▶ _WHAT IS EXPECTED_: Each entry below should be given again exactly; the pictures stay out.

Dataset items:
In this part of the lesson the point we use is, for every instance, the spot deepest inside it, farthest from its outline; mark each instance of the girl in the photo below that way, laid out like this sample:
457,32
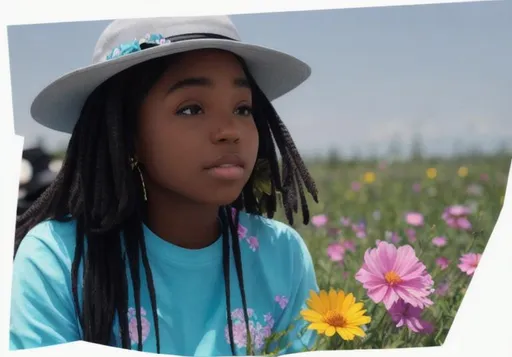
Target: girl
152,237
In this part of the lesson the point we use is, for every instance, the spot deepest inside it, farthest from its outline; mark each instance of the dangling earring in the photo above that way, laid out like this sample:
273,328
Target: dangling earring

▶ _SOLUTION TO THE EXERCISE_:
In this part of the lesson the point we use is, for every instance, the spot deepest inside it, farthest from its outline; mark each instance of the girl in the photo below that way, laid out like this sample:
457,32
Target: girl
152,237
In this part of the lesson the point we use is, for every instance, the spot deepest inside it, farthest from its outline; mark each instance of the dangling earring in the photo above that way, laid out like this sample:
273,328
Target: dangling earring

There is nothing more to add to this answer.